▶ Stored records
####################

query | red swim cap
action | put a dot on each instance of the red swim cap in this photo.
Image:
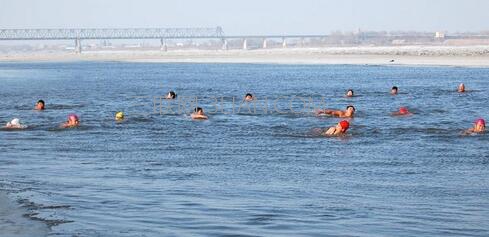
(480, 121)
(403, 110)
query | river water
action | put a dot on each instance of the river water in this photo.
(264, 173)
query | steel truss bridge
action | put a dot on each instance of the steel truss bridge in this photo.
(107, 33)
(162, 34)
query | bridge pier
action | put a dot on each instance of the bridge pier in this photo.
(224, 44)
(78, 47)
(164, 46)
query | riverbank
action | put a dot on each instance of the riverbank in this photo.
(466, 56)
(14, 224)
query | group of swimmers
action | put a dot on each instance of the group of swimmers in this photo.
(198, 114)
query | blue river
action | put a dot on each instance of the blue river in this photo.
(245, 171)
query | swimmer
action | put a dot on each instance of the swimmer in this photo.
(39, 105)
(394, 90)
(73, 121)
(249, 97)
(339, 129)
(479, 127)
(199, 114)
(348, 113)
(119, 116)
(171, 95)
(403, 111)
(461, 88)
(15, 124)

####################

Reproduce the data above verbatim, omitting the picture.

query | red swim cap
action | put a dot on each instance of the red swim cap in this photo.
Image:
(480, 121)
(403, 110)
query | river water
action | put a dot on each instance of the river water in this photo.
(264, 173)
query | steel truss bridge
action | put a dot on each instance of the steel truss bridge in this photo.
(107, 33)
(162, 34)
query | bridge pier
action | put a dot on each instance of the bridge pier in this photo.
(224, 44)
(78, 47)
(164, 46)
query | riverbank
action | put a dot on each instance of the riverbank in this photo.
(466, 56)
(14, 224)
query | group of swimmers
action | put a dot on each instance of the group of swimmers in this photo.
(198, 114)
query | blue river
action | put a dot on each instance of the blue river in this photo.
(245, 171)
query | swimmer
action | put a dot on each instance of the swimmer in this photo.
(39, 105)
(394, 90)
(73, 121)
(249, 97)
(339, 129)
(479, 127)
(199, 114)
(348, 113)
(119, 116)
(171, 95)
(403, 111)
(461, 88)
(15, 124)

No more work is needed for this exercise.